**Selected text**
——
In August 2018, the SAPC wrote to the Director General of the Department of Health stating, “Following consultation and deliberations with representatives from organisations such as the South African HIV Clinicians Society (SAHCS), [the SAPC] is of the opinion that the public would benefit from having pharmacist with supplementary training on PrEP and PEP.”
Between August 2018 and August 2021 (when legislation for PIMART’s implementation was published), the SAPC worked together with the SAHCS and the School of Pharmacy at North-West University to develop processes, guidelines, and relevant legislation for PIMART. SAPC published draft legislation for public comment in March 2021. SAPC and SAHCS also worked with a consortium of partners to pilot the intervention in several pharmacies.
The SAPC says in its answering affidavit to the IPA Foundation’s Notice of Motion that “the IPA Foundation did not participate in this process, but now seeks to undo it. It does this despite the enormous harm that this might cause and without offering an alternative.”
Why are many private practitioners opposing PIMART?
While the IPA Foundation is the only group that has taken legal action, other associations representing doctors, including the South African Medical Association, the Unity Forum for Family Practitioners, and the South African Private Practitioners Forum (SAPPF) have published statements opposing PIMART.
——
**Stored data**
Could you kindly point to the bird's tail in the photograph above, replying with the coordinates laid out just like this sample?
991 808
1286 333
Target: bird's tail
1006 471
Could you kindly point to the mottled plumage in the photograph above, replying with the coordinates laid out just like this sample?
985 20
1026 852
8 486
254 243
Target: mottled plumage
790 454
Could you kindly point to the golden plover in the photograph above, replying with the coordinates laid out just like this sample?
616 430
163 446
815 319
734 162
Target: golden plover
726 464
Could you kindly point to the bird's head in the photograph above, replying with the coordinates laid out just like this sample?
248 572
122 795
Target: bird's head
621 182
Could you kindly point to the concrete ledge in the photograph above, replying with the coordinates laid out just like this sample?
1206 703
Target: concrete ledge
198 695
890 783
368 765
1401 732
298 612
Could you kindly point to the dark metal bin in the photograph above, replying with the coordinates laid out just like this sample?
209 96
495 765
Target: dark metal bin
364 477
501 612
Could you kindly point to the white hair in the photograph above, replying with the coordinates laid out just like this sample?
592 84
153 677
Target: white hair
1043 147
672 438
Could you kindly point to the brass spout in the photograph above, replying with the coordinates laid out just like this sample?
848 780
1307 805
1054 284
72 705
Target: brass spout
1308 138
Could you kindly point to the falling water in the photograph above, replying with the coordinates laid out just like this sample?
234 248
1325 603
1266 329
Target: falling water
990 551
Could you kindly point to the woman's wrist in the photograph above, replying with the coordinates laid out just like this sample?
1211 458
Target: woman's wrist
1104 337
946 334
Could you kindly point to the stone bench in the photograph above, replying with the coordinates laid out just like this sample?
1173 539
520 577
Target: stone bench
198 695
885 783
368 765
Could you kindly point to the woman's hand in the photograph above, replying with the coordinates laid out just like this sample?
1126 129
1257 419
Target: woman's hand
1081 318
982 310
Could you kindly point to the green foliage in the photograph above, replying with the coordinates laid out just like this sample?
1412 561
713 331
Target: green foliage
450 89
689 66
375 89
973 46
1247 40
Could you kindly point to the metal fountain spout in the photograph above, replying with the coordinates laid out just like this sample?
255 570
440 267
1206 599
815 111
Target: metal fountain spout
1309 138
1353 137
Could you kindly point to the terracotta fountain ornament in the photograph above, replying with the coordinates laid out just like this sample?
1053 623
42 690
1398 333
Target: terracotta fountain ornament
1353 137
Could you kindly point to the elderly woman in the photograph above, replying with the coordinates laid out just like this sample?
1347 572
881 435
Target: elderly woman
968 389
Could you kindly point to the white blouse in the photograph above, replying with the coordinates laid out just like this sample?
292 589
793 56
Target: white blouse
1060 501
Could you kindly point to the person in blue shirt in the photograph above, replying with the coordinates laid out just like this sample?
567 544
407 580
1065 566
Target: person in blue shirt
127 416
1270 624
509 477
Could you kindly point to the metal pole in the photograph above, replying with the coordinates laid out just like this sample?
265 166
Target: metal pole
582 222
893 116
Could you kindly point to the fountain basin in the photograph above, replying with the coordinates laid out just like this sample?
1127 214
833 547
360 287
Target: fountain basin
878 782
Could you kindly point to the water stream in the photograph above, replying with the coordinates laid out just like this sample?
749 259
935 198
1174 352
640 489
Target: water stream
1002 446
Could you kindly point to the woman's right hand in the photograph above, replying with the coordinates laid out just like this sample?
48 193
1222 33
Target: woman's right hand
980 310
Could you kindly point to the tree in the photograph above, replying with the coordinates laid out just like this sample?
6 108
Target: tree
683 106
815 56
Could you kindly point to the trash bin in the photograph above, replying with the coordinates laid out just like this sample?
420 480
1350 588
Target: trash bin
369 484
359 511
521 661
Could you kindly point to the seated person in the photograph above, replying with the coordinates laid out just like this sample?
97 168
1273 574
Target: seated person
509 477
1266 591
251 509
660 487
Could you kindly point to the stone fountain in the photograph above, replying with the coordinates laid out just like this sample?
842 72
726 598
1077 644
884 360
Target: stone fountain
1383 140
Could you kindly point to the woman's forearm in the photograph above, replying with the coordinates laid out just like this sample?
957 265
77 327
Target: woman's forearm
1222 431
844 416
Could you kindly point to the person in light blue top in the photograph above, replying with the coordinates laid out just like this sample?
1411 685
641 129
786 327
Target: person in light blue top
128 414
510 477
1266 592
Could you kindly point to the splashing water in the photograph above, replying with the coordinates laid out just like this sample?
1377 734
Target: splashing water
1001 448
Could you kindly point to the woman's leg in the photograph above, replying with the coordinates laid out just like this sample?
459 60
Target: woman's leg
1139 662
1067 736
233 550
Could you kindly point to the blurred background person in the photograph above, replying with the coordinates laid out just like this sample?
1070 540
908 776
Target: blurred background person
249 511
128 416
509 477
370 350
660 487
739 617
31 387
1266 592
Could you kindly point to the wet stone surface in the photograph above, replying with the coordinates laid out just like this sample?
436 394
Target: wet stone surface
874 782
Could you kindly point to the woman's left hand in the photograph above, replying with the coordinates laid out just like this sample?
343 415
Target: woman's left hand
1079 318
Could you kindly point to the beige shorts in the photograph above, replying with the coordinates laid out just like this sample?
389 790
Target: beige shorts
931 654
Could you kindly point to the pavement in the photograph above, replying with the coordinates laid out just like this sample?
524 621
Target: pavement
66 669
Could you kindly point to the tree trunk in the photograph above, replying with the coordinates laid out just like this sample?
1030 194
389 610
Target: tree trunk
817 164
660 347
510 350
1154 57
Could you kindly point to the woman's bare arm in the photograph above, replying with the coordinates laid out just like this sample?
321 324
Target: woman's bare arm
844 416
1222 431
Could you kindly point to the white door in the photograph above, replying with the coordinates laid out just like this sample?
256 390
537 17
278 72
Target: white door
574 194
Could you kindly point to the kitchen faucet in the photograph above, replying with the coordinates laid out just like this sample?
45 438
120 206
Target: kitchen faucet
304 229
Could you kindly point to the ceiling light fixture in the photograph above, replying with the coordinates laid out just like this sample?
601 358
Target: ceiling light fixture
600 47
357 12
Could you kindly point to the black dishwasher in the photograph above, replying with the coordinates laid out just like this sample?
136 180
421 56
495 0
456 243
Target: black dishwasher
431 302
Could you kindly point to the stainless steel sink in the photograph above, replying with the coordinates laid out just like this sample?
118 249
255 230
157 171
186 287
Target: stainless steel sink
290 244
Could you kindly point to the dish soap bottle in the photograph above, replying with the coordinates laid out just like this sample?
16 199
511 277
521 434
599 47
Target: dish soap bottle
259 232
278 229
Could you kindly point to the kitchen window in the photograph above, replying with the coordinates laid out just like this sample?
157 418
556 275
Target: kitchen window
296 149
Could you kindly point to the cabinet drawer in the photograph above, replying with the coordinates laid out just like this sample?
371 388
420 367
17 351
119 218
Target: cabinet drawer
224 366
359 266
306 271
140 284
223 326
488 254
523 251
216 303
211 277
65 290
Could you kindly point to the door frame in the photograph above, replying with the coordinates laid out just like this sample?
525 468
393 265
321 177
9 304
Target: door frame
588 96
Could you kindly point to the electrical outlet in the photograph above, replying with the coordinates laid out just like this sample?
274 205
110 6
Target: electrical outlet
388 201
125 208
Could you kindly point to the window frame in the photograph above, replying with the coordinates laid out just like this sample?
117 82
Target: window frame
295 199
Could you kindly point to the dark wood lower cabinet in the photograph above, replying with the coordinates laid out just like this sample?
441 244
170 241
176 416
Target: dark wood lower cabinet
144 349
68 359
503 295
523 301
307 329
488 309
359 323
——
**Directions**
**a.** Answer these questions from the PIMART text:
(i) In what month and year did the SAPC publish draft legislation for public comment?
(ii) Which university's School of Pharmacy worked with the SAPC and the SAHCS on PIMART?
(iii) Which group is the only one that has taken legal action against PIMART?
**b.** Pick up the PIMART text after its last sentence and continue it.
The items have no connection to the PIMART text.

**Answers by task**
**a.**
(i) March 2021
(ii) North-West University
(iii) The IPA Foundation

**b.**
These professional associations argue that pharmacists do not have the competencies and training required to initiate ART and that the PIMART programme would compromise the quality of care available to patients.
“Pharmacists are not educated, trained, or experienced in treating patients, and their focus is on medicines only. Diagnosis and treatment choices are within the domain of healthcare professionals registered as such,” said SAMA. While the SAPPF noted, “If patients are not optimally managed according to best practice with appropriate clinical experience, then the safety, comorbidity, and death rates will inevitably increase.”
There are also concerns that the initiative could divert patients and income away from private practitioners. “Put bluntly – allowing pharmacists to compete with general practitioners and others, whilst not having the necessary qualifications, experience, and registration – presumably at much lower rates – can only be described as unfair competition,” said former SAMA chairperson Dr Angelique Coetzee in a 2021 SAMA media release.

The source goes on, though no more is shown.